Entries for labeling with bounding boxes
--
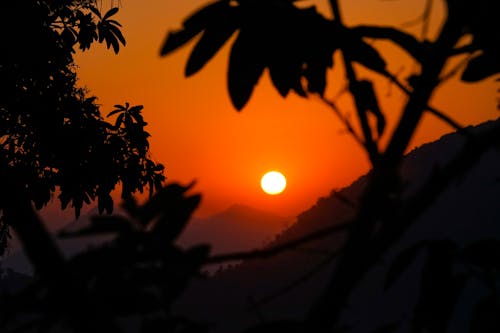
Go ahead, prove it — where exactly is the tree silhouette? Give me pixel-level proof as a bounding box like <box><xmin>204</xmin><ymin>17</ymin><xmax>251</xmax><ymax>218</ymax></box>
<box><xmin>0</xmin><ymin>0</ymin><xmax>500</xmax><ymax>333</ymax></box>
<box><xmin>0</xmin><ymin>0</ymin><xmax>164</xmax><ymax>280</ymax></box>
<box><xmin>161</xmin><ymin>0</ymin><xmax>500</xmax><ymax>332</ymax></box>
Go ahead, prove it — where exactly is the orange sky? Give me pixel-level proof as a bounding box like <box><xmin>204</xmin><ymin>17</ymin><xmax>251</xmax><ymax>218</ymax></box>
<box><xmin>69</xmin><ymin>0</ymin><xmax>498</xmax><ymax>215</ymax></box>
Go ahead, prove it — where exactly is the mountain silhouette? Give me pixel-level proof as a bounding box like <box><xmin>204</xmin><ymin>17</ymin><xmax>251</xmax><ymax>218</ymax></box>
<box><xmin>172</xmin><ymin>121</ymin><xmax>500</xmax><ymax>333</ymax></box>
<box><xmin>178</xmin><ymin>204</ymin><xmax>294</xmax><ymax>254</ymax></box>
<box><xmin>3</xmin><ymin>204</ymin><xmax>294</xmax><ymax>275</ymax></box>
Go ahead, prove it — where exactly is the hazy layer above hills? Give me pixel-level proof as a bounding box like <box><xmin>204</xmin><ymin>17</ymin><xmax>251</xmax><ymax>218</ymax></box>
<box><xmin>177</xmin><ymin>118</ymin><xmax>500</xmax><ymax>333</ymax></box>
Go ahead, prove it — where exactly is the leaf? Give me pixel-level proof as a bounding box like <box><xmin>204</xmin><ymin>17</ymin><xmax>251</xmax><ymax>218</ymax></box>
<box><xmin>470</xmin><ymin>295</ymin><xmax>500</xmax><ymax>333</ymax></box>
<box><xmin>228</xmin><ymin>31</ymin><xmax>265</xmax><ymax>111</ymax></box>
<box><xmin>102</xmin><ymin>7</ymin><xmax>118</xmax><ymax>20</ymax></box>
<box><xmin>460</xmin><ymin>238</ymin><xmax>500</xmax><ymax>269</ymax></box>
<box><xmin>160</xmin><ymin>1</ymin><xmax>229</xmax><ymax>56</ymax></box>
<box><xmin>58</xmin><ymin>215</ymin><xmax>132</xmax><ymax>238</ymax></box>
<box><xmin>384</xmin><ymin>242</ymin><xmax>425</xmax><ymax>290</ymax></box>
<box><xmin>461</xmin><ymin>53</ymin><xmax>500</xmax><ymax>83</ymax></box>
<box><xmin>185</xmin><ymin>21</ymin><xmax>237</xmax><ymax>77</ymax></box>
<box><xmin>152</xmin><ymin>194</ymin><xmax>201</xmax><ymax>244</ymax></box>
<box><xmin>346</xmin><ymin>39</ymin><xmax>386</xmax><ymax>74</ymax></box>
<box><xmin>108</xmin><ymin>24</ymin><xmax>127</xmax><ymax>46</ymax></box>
--
# BRIEF
Pull out each line of the entries above that contains the word "prove". Case matters.

# WRITTEN ANSWER
Go ahead, prove it — where exactly is the tree silhouette? Give me pixel-level proof as a bounding box like <box><xmin>204</xmin><ymin>17</ymin><xmax>251</xmax><ymax>218</ymax></box>
Go ahead, prove it — where exactly is the orange sky? Give me pixel-level proof as a bounding box like <box><xmin>204</xmin><ymin>17</ymin><xmax>251</xmax><ymax>218</ymax></box>
Go ahead, prove it — where exactly is the mountain silhouette? Give me pixel-level proof as a bounding box like <box><xmin>204</xmin><ymin>17</ymin><xmax>251</xmax><ymax>218</ymax></box>
Go ahead, prove it — where exactly is the hazy layer above hills? Give me pixel-level proof as a bounding box like <box><xmin>204</xmin><ymin>17</ymin><xmax>251</xmax><ymax>218</ymax></box>
Go ahead, prove it — where exactly is the leaf? Give me pixel-level proof as a bounding box like <box><xmin>204</xmin><ymin>17</ymin><xmax>251</xmax><ymax>218</ymax></box>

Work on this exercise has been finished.